▶ TO DO: All lines in the material with the string "each" should be listed.

▶ RECORDS SUPPLIED:
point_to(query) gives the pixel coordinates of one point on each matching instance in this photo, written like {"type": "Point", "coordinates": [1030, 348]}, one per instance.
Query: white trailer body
* * *
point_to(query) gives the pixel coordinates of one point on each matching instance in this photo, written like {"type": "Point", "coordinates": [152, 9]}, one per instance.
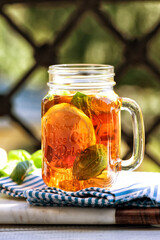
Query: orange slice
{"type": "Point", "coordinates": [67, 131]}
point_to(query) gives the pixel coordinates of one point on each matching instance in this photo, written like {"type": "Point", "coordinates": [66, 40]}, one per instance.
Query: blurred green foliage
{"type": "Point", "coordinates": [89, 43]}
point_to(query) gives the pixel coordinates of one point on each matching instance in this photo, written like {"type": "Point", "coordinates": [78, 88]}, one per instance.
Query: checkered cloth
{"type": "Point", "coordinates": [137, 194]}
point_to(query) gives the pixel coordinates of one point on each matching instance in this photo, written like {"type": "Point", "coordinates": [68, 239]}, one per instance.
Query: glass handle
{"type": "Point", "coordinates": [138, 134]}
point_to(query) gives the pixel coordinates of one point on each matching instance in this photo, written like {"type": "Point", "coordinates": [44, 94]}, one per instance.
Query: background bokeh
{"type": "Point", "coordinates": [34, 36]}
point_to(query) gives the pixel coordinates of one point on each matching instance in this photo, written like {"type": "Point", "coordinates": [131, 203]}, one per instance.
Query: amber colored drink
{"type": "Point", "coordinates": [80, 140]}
==
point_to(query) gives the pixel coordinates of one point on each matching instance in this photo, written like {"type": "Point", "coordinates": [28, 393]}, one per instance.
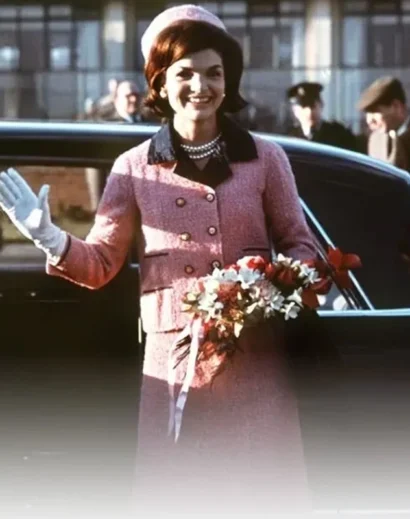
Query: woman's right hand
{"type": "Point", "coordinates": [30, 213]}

▶ OUTPUT:
point_to(query) gives the pixel coordinates of one point on each matching instance in this photo, written like {"type": "Point", "coordinates": [1030, 348]}, one per instance.
point_to(query) gives the pixel coordinates of one point on each matching instance in this photo, written like {"type": "Point", "coordinates": [152, 9]}, one per instance.
point_to(query) gives the pixel coordinates of one point on each matching instance in this photo, written like {"type": "Point", "coordinates": [66, 40]}, one per instance.
point_to(query) gives the pixel coordinates of one point on each matching instance in this photo, written like {"type": "Point", "coordinates": [78, 88]}, one per instance.
point_to(query) gives the pixel coordinates of one point on each matching instance in this photo, written like {"type": "Point", "coordinates": [68, 239]}, one per instance.
point_to(query) gives the pixel coordinates of one point on each matching instance in this photo, written like {"type": "Point", "coordinates": [44, 94]}, one per instance.
point_to(query) gives the pixel coordinates of one point on each matching instance in this photo, written like {"type": "Point", "coordinates": [131, 203]}, one per instance.
point_to(query) gives the pixel coordinates of one point on each matching instance in this photo, written like {"type": "Point", "coordinates": [28, 393]}, one per instance.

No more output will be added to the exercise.